# Input records
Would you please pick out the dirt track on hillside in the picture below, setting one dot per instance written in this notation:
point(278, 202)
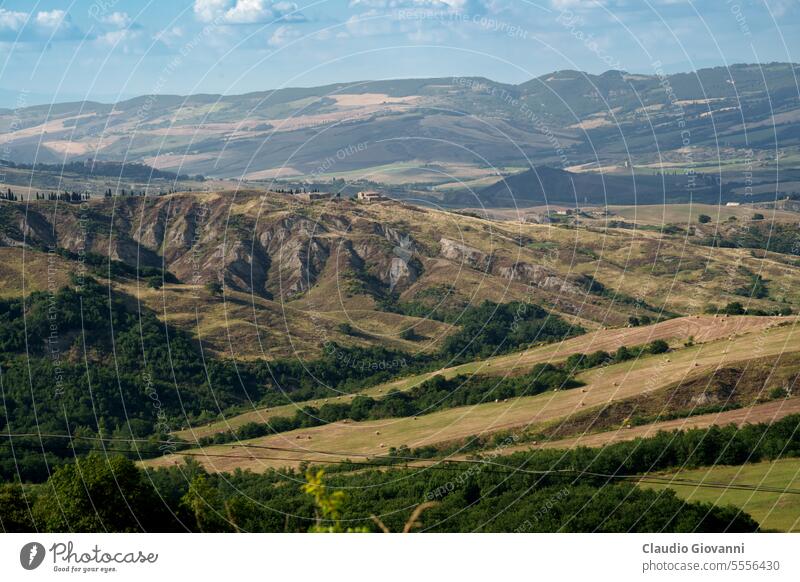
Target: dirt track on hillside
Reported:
point(768, 412)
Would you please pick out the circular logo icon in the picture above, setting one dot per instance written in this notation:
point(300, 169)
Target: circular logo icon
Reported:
point(31, 555)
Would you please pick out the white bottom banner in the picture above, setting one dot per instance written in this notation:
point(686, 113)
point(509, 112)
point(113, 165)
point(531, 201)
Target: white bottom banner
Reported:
point(354, 557)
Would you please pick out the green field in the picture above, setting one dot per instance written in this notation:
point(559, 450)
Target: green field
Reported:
point(774, 511)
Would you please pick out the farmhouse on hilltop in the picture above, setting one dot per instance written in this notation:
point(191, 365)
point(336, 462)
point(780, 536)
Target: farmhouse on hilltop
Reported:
point(370, 196)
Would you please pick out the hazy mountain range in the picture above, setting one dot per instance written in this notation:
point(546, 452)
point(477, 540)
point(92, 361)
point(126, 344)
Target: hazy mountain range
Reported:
point(737, 122)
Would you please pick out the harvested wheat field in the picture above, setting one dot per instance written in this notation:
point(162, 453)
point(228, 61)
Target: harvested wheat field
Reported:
point(609, 384)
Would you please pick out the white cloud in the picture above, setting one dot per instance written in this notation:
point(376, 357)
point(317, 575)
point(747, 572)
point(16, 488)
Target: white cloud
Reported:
point(283, 35)
point(12, 20)
point(118, 19)
point(51, 19)
point(42, 25)
point(248, 11)
point(208, 10)
point(454, 5)
point(245, 11)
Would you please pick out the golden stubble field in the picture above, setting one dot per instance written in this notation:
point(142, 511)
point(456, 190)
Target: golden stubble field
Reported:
point(609, 384)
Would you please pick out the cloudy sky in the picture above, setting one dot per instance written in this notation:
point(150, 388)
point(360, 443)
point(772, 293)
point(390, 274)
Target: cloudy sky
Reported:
point(112, 49)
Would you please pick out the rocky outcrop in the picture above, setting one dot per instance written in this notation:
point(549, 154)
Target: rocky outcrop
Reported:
point(538, 276)
point(465, 254)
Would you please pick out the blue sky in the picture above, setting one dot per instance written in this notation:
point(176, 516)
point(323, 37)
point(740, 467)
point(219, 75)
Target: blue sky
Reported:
point(111, 49)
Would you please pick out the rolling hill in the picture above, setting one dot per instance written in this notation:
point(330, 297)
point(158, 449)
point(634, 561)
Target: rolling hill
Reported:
point(452, 130)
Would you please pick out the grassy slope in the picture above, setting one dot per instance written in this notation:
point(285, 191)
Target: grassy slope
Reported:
point(605, 385)
point(772, 510)
point(674, 331)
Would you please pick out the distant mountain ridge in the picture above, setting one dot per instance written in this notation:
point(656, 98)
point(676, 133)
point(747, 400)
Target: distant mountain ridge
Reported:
point(562, 120)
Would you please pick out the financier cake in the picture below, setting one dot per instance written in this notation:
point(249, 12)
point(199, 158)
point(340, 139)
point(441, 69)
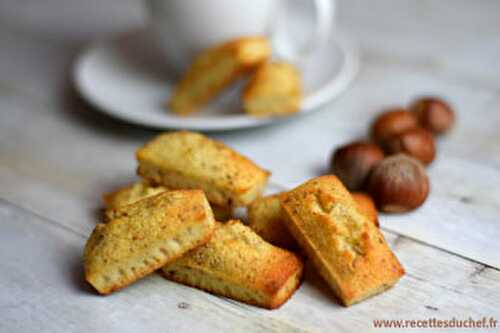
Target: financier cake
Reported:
point(185, 159)
point(142, 237)
point(215, 69)
point(141, 190)
point(237, 263)
point(348, 250)
point(265, 217)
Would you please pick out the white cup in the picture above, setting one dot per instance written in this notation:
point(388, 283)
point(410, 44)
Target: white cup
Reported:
point(183, 28)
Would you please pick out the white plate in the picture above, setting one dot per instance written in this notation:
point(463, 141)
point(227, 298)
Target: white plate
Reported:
point(125, 78)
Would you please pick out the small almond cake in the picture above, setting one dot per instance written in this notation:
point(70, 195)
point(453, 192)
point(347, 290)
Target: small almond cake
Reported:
point(141, 190)
point(347, 249)
point(237, 263)
point(185, 159)
point(142, 237)
point(265, 217)
point(274, 90)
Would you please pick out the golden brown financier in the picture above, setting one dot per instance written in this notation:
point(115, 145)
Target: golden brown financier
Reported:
point(237, 263)
point(184, 159)
point(274, 90)
point(141, 190)
point(347, 249)
point(265, 217)
point(142, 237)
point(216, 68)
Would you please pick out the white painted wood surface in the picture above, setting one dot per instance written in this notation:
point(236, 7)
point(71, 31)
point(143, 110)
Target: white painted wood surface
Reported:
point(57, 155)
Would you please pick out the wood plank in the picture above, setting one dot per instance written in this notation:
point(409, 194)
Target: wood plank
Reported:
point(42, 286)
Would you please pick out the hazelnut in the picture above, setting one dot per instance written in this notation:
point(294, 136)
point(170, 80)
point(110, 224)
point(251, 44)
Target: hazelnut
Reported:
point(433, 114)
point(352, 163)
point(416, 142)
point(399, 184)
point(392, 122)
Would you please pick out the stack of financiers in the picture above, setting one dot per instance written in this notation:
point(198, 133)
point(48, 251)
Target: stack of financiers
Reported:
point(167, 221)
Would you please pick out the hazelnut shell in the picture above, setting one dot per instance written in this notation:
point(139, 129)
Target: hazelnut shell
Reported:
point(398, 184)
point(353, 163)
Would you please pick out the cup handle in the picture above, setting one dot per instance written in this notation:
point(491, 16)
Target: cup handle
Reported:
point(325, 10)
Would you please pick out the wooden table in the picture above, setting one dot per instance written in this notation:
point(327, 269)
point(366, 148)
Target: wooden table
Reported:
point(57, 155)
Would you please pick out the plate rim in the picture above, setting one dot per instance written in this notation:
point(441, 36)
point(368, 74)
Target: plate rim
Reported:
point(332, 89)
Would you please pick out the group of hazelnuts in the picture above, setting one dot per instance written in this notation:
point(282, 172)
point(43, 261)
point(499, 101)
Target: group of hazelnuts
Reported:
point(391, 166)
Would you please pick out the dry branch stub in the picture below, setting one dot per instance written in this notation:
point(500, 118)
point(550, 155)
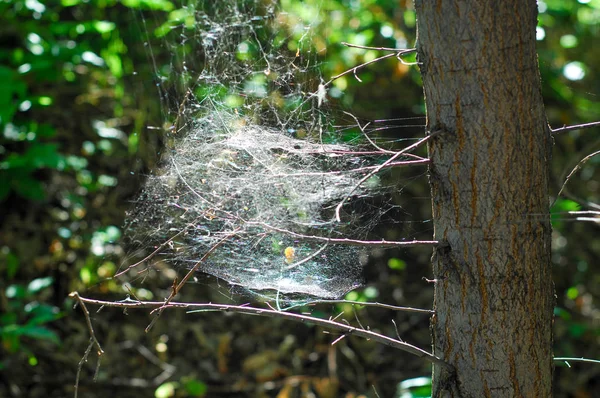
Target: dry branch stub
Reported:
point(252, 150)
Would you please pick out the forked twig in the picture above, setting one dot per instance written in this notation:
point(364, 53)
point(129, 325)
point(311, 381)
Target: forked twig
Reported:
point(365, 304)
point(575, 169)
point(381, 166)
point(93, 341)
point(564, 129)
point(178, 286)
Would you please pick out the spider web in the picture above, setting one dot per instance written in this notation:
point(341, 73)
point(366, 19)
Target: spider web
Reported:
point(253, 168)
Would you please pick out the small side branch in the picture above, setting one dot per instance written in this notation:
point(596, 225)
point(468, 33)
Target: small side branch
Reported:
point(409, 148)
point(564, 129)
point(365, 304)
point(93, 341)
point(398, 53)
point(566, 360)
point(327, 324)
point(575, 169)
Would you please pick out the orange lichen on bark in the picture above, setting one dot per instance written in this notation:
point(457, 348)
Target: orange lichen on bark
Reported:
point(482, 286)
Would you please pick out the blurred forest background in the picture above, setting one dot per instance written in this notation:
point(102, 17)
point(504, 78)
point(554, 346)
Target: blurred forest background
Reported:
point(82, 122)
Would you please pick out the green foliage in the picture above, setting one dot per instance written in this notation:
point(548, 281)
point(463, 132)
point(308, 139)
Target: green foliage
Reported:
point(419, 387)
point(72, 123)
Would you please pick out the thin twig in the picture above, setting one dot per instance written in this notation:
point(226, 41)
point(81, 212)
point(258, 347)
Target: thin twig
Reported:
point(401, 163)
point(177, 287)
point(381, 166)
point(353, 70)
point(346, 241)
point(575, 169)
point(569, 359)
point(395, 50)
point(93, 342)
point(331, 325)
point(564, 129)
point(362, 129)
point(155, 252)
point(365, 304)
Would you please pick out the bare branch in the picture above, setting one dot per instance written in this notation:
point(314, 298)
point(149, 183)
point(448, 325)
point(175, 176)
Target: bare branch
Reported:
point(93, 342)
point(564, 129)
point(381, 166)
point(346, 241)
point(575, 169)
point(362, 129)
point(327, 324)
point(570, 359)
point(404, 163)
point(365, 304)
point(395, 50)
point(177, 287)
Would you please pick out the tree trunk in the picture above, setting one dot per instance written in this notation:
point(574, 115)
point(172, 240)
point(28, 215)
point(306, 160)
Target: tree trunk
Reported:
point(489, 182)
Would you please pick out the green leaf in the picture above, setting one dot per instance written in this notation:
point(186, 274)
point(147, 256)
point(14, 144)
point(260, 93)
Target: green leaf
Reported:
point(12, 265)
point(29, 188)
point(419, 387)
point(195, 388)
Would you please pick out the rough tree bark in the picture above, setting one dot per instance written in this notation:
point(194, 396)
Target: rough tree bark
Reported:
point(489, 182)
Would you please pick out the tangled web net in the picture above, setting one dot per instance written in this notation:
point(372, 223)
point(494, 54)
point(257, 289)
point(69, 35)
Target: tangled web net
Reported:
point(252, 173)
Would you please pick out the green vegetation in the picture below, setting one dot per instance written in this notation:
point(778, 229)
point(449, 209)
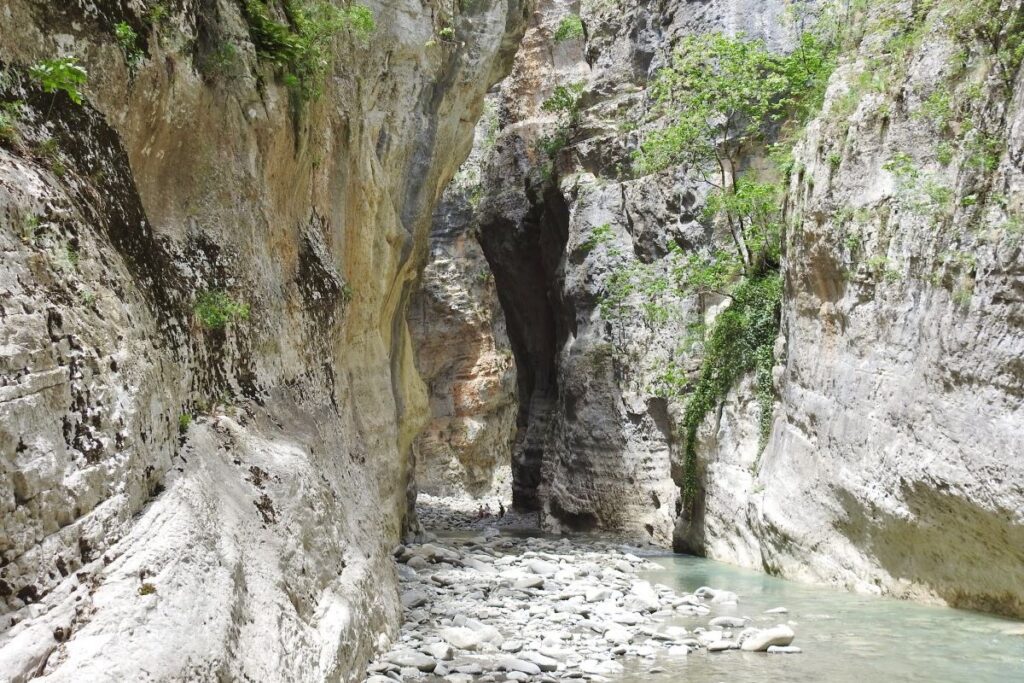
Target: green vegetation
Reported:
point(722, 100)
point(215, 309)
point(564, 101)
point(128, 40)
point(62, 75)
point(158, 13)
point(740, 341)
point(598, 236)
point(569, 28)
point(10, 115)
point(301, 48)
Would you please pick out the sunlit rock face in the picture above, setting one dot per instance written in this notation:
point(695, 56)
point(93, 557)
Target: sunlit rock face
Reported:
point(595, 446)
point(208, 394)
point(898, 381)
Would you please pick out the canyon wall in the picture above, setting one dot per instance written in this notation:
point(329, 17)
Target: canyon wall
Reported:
point(561, 217)
point(462, 348)
point(208, 394)
point(892, 462)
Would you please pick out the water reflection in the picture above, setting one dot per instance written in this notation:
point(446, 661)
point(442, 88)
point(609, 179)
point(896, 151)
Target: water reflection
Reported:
point(845, 637)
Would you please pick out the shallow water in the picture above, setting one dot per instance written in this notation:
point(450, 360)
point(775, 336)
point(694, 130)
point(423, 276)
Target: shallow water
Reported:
point(845, 637)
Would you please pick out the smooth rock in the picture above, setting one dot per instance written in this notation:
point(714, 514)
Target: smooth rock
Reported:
point(760, 641)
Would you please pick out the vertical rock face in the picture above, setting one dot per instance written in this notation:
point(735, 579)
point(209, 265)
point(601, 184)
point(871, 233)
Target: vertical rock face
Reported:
point(208, 392)
point(557, 222)
point(893, 465)
point(898, 379)
point(462, 349)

# What to work on
Quote the lines of the listing above, from the line containing "Would you please pick out the forked" up to and including the line containing "point(178, 286)", with no changes.

# The result
Would you please pick out the forked twig in the picture above, setting one dot per instance written in this notation:
point(364, 53)
point(129, 325)
point(311, 381)
Target: forked twig
Reported:
point(365, 304)
point(575, 169)
point(381, 166)
point(93, 341)
point(564, 129)
point(178, 286)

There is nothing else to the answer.